[Supplied information start]

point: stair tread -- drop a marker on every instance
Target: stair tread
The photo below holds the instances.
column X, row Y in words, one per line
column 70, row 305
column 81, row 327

[Supplied information end]

Given instruction
Turn each line of the data above into a numbered list, leaving out any blank lines.

The solution
1. point: stair tread -- drop a marker on every instance
2. Target: stair tread
3. The photo below holds the instances.
4. column X, row Y in words, one per line
5. column 70, row 305
6. column 81, row 327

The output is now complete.